■ **DOCUMENT**

Independence or Death: The Bicentennial Anniversary of the Independence of Brazil

Invited by Fernando Apparicio da Silva, Ambassador of Brazil to Việt Nam, PhD Lucia Pereira das Neves, Professor of History at the University of the State of Rio de Janeiro, wrote to Việt Nam News about the uniqueness of the Independence of Brazil.

On September 7, 1822, Brazil became independent from Portugal. At that time, the territory of Brazil corresponded essentially to what it is today. Apart from preserving the colony’s territorial integrity, Brazil became independent as a monarchy that lasted seven decades, while the independence of Hispanic America gave rise to sixteen sovereign republics. This intriguing exceptionalism has always attracted interest. Here follows an account by PhD. Lucia Bastos Pereira das Neves, Professor of History at the University of the State of Rio de Janeiro:

“Independence or Death – this was the Brazilian timbre that, according to current versions, Prince Regent Dom Pedro proclaimed on the 7th September 1822 on the banks of a small river called Ipiranga, which flowed in the city of Sao Paulo. The episode was enshrined as the Cry of Ipiranga, which with time decanted as the founding gesture of the Brazilian Empire. Distinct from the republican emancipations of Hispanic America, the rupture from the old metropole kept the monarchical regime, for it came through the hands of the son of the Portuguese king, Dom Joao VI. How to explain this process?

■ **MATERIAL PROVIDED**

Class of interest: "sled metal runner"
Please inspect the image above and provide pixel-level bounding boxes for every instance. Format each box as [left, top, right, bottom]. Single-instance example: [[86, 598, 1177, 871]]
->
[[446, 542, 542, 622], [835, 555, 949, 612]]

■ **DIRECTIVES**
a: In the article on Brazil's independence, on the banks of which river is Dom Pedro said to have proclaimed "Independence or Death"?
b: Condense the paragraph of the article on Brazil's independence that begins "On September 7, 1822" into a bulleted list of its main facts.
The data is separate material and is not part of the article on Brazil's independence.

■ **EXPECTED RESULTS**
a: He is said to have proclaimed it on the banks of the Ipiranga, a small river in the city of Sao Paulo.

b:
- Brazil became independent from Portugal on September 7, 1822.
- Its territory then was essentially the same as today, and the colony's territorial integrity was preserved.
- Brazil became independent as a monarchy that lasted seven decades.
- Hispanic America's independence, by contrast, produced sixteen sovereign republics.
- This exceptionalism has always attracted interest.
- An account by PhD. Lucia Bastos Pereira das Neves, Professor of History at the University of the State of Rio de Janeiro, comes next.